Ulusalcıların yeni buluşu; DİN!!!

cah

New member
Hz. Peygamber Mekke de iken tek düşmanları kafirler idi...Ve o dönemde sadece savunma durumunda idiler, hayatiyetlerini sürdürmeydi en büyük endişelerinden birisi..
Sonra Medineye Hicret edildi, artık savunma değil, İŞ ortaya koyabiliyorlardı, ve ortaya konan İŞ ten fark apaçık ortaya çıkıyordu, yaptıkları işler RAHMET oluyordu...
Lakin Maddi zorluk gitmiş artık Manevi zorluk başlamış idi, KAFİR lerle savaş meydanında karşılayorlardı, ne yazık ki artık Düşmanları MÜNAFIKLAR idi...
Kafirin kendi içinde , kendince MERTliği bulunur, kafirliğini ilan eder...
Ya Münafıklık öyle mi ya?

Ve artık Türkiyede de, Müslümanlar savunma pozisyonundan, İŞ yapma pozisyonuna geçtiler, ufak ufak ta olsa, Mümin elinden çıkan işler RAHMET oluyor...Bu zamana kadar Müslümana ve İslama alenen düşman olanlar yavaş yavaş tükeniyor yerlerini Münafıklar alıyorlar...

Ulusalcı denen zümre, artık Tarihini red etmekten, Dinini Red etmekten vazgeçti, sahiplenmeye başladı hemde gerçek sahibi bizi demeye başlayarak...

İlk sahiplendikleri kişi Akif merhumdur mesela...yakında tüm tarihi şahsiyetleri de sahiplenecekler...
Ve Din, İslam, artık en halis en doğru müslümanların kendileri olduklarını iddiaya başladılar...asıl acı verici olan ise şudur;

Bu zümre, atalardan kalan, miras olan müslümanlığı değil, Kurana dayanan, deforme olmamış İslamı savunuyor ve sahipleniyor...:Ve maatessüf ki, bu zümra Haniflik iddiasında bulunuyorlar...
Üzücü, zira geleneksel Müslümanlığın içindeki hurafeler, müslüman olan kişi hernekadar ona uysa da, vicdanına tam oturtamadığı olguları bu zümre red ediyor...Kuranı sahipleniyorlar, kolaylaştırıcı olan Kuranı...

····················

**Verilen Görev a**.
Kayıtlarda "identify the crucifix" ifadesini içeren satırdan "[[0, 4, 19, 34]]" ifadesini içeren satıra kadar (iki uç dahil) yalnızca bu satırları, istekler de dahil olmak üzere yeniden yazın. Yanıtlardaki her sınır kutusu koordinatını 0,55 ile çarpıp tam sayıya yuvarlayın; buçuklar yukarı yuvarlansın.

····················

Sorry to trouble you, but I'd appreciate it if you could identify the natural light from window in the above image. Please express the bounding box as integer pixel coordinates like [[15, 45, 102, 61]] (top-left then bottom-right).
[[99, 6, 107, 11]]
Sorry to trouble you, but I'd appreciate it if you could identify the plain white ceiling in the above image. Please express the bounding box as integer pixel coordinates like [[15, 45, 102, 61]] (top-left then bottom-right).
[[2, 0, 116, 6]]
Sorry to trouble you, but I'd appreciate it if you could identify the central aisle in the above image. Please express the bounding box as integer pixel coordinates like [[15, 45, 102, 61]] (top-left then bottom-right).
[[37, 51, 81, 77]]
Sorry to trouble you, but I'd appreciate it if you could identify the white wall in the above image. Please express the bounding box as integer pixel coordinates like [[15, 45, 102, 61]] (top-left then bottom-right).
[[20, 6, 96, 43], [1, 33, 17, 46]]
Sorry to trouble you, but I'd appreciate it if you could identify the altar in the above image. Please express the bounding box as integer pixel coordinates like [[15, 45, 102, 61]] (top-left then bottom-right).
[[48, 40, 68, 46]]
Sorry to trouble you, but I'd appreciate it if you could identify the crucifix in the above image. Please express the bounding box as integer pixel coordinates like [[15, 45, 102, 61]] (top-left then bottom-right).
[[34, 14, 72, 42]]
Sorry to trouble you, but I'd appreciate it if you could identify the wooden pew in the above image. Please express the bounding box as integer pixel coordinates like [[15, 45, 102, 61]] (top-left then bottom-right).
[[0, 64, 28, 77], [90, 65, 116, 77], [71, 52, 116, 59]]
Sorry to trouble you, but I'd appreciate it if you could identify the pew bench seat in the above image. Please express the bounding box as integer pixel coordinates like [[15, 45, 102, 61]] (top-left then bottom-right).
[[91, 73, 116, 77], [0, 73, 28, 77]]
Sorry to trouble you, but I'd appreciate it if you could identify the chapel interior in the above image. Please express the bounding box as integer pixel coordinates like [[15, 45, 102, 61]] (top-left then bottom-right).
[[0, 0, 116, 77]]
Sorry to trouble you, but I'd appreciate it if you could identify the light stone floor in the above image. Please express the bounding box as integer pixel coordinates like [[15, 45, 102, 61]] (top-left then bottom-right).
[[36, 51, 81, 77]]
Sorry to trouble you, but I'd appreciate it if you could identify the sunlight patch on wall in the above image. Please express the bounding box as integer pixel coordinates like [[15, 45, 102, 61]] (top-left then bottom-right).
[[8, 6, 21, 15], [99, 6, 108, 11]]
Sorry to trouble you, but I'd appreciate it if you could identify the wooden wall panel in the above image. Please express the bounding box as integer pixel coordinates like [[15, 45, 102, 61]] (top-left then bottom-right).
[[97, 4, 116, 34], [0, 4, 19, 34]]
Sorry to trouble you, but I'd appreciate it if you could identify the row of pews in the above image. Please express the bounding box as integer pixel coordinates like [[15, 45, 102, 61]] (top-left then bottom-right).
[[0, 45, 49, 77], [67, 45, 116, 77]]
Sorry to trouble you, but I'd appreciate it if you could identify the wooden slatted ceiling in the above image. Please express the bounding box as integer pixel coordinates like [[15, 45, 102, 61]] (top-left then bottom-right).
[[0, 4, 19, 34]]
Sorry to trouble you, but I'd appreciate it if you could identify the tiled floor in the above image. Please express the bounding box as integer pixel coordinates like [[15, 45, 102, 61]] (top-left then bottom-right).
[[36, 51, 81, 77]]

····················

**Verilen Görev b**.
Ulusalcılar hakkındaki yazıya göre bu zümrenin ilk sahiplendiği kişi kimdir?

**Görev Yanıtı a**.
Sorry to trouble you, but I'd appreciate it if you could identify the crucifix in the above image. Please express the bounding box as integer pixel coordinates like [[15, 45, 102, 61]] (top-left then bottom-right).
[[19, 8, 40, 23]]
Sorry to trouble you, but I'd appreciate it if you could identify the wooden pew in the above image. Please express the bounding box as integer pixel coordinates like [[15, 45, 102, 61]] (top-left then bottom-right).
[[0, 35, 15, 42], [50, 36, 64, 42], [39, 29, 64, 32]]
Sorry to trouble you, but I'd appreciate it if you could identify the pew bench seat in the above image. Please express the bounding box as integer pixel coordinates like [[15, 45, 102, 61]] (top-left then bottom-right).
[[50, 40, 64, 42], [0, 40, 15, 42]]
Sorry to trouble you, but I'd appreciate it if you could identify the chapel interior in the above image. Please express the bounding box as integer pixel coordinates like [[15, 45, 102, 61]] (top-left then bottom-right).
[[0, 0, 64, 42]]
Sorry to trouble you, but I'd appreciate it if you could identify the light stone floor in the above image. Please express the bounding box as integer pixel coordinates like [[15, 45, 102, 61]] (top-left then bottom-right).
[[20, 28, 45, 42]]
Sorry to trouble you, but I'd appreciate it if you could identify the sunlight patch on wall in the above image. Please express the bounding box as integer pixel coordinates like [[15, 45, 102, 61]] (top-left then bottom-right).
[[4, 3, 12, 8], [54, 3, 59, 6]]
Sorry to trouble you, but I'd appreciate it if you could identify the wooden wall panel in the above image. Please express the bounding box as integer pixel coordinates like [[15, 45, 102, 61]] (top-left then bottom-right).
[[53, 2, 64, 19], [0, 2, 10, 19]]
Sorry to trouble you, but I'd appreciate it if you could identify the row of pews in the above image. Please express the bounding box as integer pixel coordinates like [[15, 45, 102, 61]] (top-left then bottom-right).
[[0, 25, 27, 42], [37, 25, 64, 42]]
Sorry to trouble you, but I'd appreciate it if you could identify the wooden slatted ceiling in the above image. Please express the bounding box as integer pixel coordinates like [[15, 45, 102, 61]] (top-left then bottom-right).
[[0, 2, 10, 19]]

**Görev Yanıtı b**.
Akif merhum.